Yazı -
__________

Doğu Ekspresi; ERZURUM

Sabah kahvaltımızın ardından Kars’tan gelerek bize katılan gezi rehberimiz İsmail Çetinkaya’nın eşliğinde Erzurum turumuza başladık. Hava çok soğuk her yer kar ve buz ama üşümüyoruz çünkü heyecanlı ve istekliyiz. Erzurum büyük ve güzel bir şehir. Kadim bir Anadolu şehri olduğu her halinden belli. Güzel bir meydanı bu meydana açılan yolları ve tabii tarihi eserleri ile kucaklıyor bizi. Rehberimiz günlerden Pazar olması sebebiyle sokakların tenha olacağını söylüyor ve yüzyıllardır yaşanan acı tarihi olaylar sebebiyle bölge insanlarının ilk anda bizlerle kaynaşmayacaklarını tedbirli davranıp tanıdıkça yüreklerini açacaklarını anlatıyor. Bu açıklama biraz garibime gitmiyor değil doğrusu. Çünkü Anadolu toprağında yaşayıp da acı çekmemiş bir yer var mı acaba diye düşünüyorum. Az ya da çok Anadolu insanı acılardan mutlaka nasibini almıştır. Belki de rehberin sözünü ettiği tedbirli yaklaşım iklimin sertliği ve doğa şartlarının zorluğundandır diyorum kendi kendime sonra aklıma bölgede yıllardır süren bitmek bilmez terör geliyor, evimdeki sıcak yatağımı, kaygısız günlerimi düşünüp biraz utanıyorum.

Caddeler gerçekten tenha. Bu soğuk pazar gününde sıcacık evinde oturmak varken niye sokağa çıksın insanlar değil mi ama?

İlk durağımız Üç Kümbetler adı verilen tarihi bölge. 12.yüzyıl ile 14. yüz yıl arasında yapıldıkları düşünülen üç kümbet ten ikisinin aralarındaki yakın mesafe yüzünden kişilere özel olarak yapıldığı ve devlet adamlarına ait mezarlar oldukları tahmin edilmekteymiş. Öyle söyledi rehberimiz.  12. Yüzyılda yapıldığı tespit edilen ve bu üç kümbetin en büyüğü olan ise Saltuklu Beyliğinden Emir Saltuk’un türbesi.  1071 yılında Malazgirt Savaşından sonra Alp Arslan tarafından Erzurum yöresini fethetmekle görevlendirilen Emir Saltuk bu görevi yerine getirmiş ve sonucunda yörenin idaresi Saltuklu Beyliğine verilmiştir. Henüz Orta Asya etkisini kaybetmemiş olan Türk taş işlemeciliği nedeniyle Emir Saltuk’un türbesi sekizgen bir yapının üstüne kubbe ile koni karışımı bir külahla örtülü. Uzaktan bakıldığında otağ görüntüsü vermekte.  Üzerindeki işlemelerde daha sonraları görülmeyen Orta Asya’ya ait Türk takvimlerinde yer alan burç figürleri var.

__________

Verilen Bilgiler -

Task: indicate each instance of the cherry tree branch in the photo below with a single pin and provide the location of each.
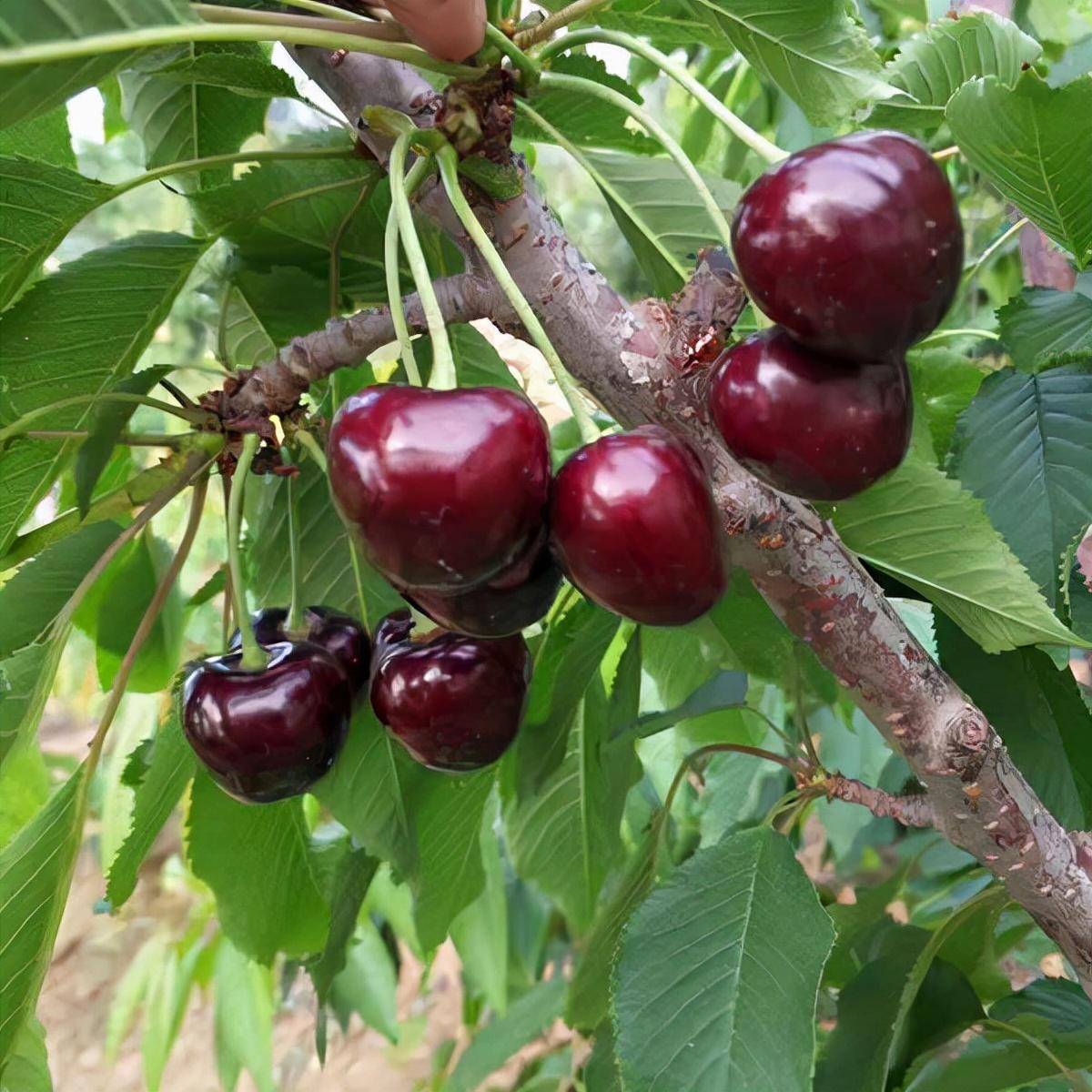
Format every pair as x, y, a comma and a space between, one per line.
633, 359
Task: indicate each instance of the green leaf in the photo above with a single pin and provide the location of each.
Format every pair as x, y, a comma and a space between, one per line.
814, 50
945, 382
1037, 713
659, 212
45, 139
574, 647
711, 991
27, 91
243, 1019
1024, 448
35, 876
932, 66
41, 203
565, 838
369, 983
904, 525
169, 770
128, 590
1025, 141
528, 1018
121, 293
27, 1069
199, 101
33, 599
257, 861
289, 213
260, 311
568, 113
106, 426
1043, 327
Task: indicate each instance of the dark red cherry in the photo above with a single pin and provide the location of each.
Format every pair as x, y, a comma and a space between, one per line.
445, 489
854, 246
633, 525
454, 703
518, 598
271, 733
343, 637
807, 424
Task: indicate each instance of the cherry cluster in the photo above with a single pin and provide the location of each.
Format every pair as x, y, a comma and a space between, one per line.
855, 249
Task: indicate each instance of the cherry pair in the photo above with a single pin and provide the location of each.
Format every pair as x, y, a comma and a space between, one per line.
854, 247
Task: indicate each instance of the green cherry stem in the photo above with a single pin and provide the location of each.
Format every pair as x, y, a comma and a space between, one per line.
449, 172
443, 363
254, 658
581, 86
736, 126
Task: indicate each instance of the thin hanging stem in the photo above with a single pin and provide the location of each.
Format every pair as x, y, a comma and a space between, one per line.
443, 364
449, 172
154, 609
736, 126
254, 658
582, 86
26, 421
577, 10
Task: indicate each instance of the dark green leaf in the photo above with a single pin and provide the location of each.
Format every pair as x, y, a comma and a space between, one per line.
1038, 713
711, 991
1042, 326
932, 66
1024, 448
121, 293
1025, 141
529, 1018
904, 524
170, 767
257, 861
814, 50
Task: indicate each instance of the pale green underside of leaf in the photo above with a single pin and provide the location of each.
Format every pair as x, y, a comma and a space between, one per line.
31, 90
77, 332
812, 49
1026, 140
713, 993
925, 529
932, 66
35, 873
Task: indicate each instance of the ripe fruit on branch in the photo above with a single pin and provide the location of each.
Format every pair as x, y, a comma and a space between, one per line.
272, 733
854, 246
454, 703
445, 489
633, 525
809, 425
341, 636
518, 598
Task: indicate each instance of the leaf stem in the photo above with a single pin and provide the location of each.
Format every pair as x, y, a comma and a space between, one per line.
154, 609
590, 87
25, 423
449, 172
151, 37
443, 364
769, 151
254, 658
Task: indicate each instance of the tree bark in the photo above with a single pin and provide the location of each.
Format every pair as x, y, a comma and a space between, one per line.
634, 359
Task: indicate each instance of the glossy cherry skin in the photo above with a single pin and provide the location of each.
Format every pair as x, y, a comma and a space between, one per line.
854, 246
341, 636
518, 598
633, 527
268, 734
454, 703
445, 489
811, 425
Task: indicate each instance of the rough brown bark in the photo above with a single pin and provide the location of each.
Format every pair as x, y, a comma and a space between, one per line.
634, 359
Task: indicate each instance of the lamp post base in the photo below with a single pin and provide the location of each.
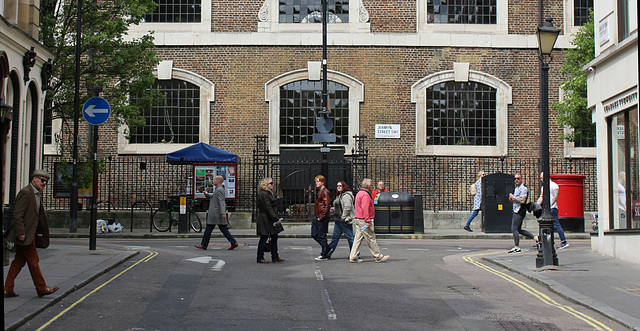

__________

Görevleriniz -
a: Yukarıdaki satırlardan "Task: indicate each instance of the glossy" geçen satırdan satırların sonuna kadar olanları JSON dize listesi hâlinde ifade et: her satır ayrı bir dize olsun, boş satırlar atlansın. Resimleri cevaba alma.
b: Erzurum gezisini anlatan yazıyı bittiği yerden devam ettir.

Görev Sonuçları -
a:
[
  "Task: indicate each instance of the glossy cherry skin in the photo above with a single pin and provide the location of each.",
  "Format every pair as x, y, a comma and a space between, one per line.",
  "854, 246",
  "341, 636",
  "518, 598",
  "633, 527",
  "268, 734",
  "454, 703",
  "445, 489",
  "811, 425",
  "Task: indicate each instance of the rough brown bark in the photo above with a single pin and provide the location of each.",
  "Format every pair as x, y, a comma and a space between, one per line.",
  "634, 359",
  "Task: indicate each instance of the lamp post base in the photo below with a single pin and provide the location of each."
]

b:
Üç Kümbeti görüp bolca fotoğraf çektikten sonra yönümüzü yakındaki turizme açılmış bir Erzurum Evine çevirdik. Bizleri, Paşa Konağı olarak bilinen konağın sahibi Hakem Akgül karşıladı. Kendi imkanları ile donattığı taş konağı yine kendi esprili ve güzel anlatımı ile gezdirdi. Burada benim ilgimi en çok hemen girişte konağın mutfak olarak kullanılan kısmında yapılmış olan adının Kırlangıç tavan olduğunu öğrendiğim değişik tavan döşemesi çekti. Birbiri üzerine çaprazlama konulan kalaslar hiç çivi kullanılmadan birbirine geçme yöntemiyle tutturulmuş, en üstteki küçük boşluk baca görevi görmekte ve tavan ince bir matematiksel hesapla konumlandırıldığından güneş saati olarak da kullanılmaktadır. İşlevsel yapısı ile hayran kaldığım bu tavan mimarisi daha sonra Erzurum’un muhteşem Ulu caminde de karşımıza çıktı.

Konak, klasik Anadolu evlerinin, mobilyası kendinden düzenine uygun olarak yüklükler sedirler ve ocaklar ile donatılmış. Erzurum’un soğuk kışlarından korunmak ve en iyi aydınlanmayı sağlamak amacıyla dışa doğru daralıp içe doğru genişleyen pencere pervazları taş evin içten ve dıştan görseline güzellik katıyor. Mutfakta yan yana şömine tipli iki ocak var. Hakem Bey bunlardan birinin yemek pişirilen ocak diğerinin ise Baba Ocağı olduğunu söyledi. Hep kullandığımız Baba Ocağı terimi de buradan geliyormuş. Eğer bir evin erkeğinin, soyunu devam ettirecek erkek çocuğu olmazsa o erkek öldüğünde baba ocağı sönüyormuş. Hakem Bey güzelim Erzurum şivesiyle, “Baba getti ocak söndi,” dedi mutfaktan çıkarken. Yirmi birinci yüzyılda bize yanlış gelebilir fakat burada yıllar öncesinin ve hatta günümüzün ataerkil topluluklarında erkek çocuğa verilen önemi görebiliyoruz.

Selamlık odasının tavanı, işlemeleri ve zarafeti ile hepimizi mest etti haremlik odasının biri içe diğeri dışa açılan çift kapısı ise mahremiyeti sağlamak için kullanılan bir yöntem olarak çıktı karşımıza.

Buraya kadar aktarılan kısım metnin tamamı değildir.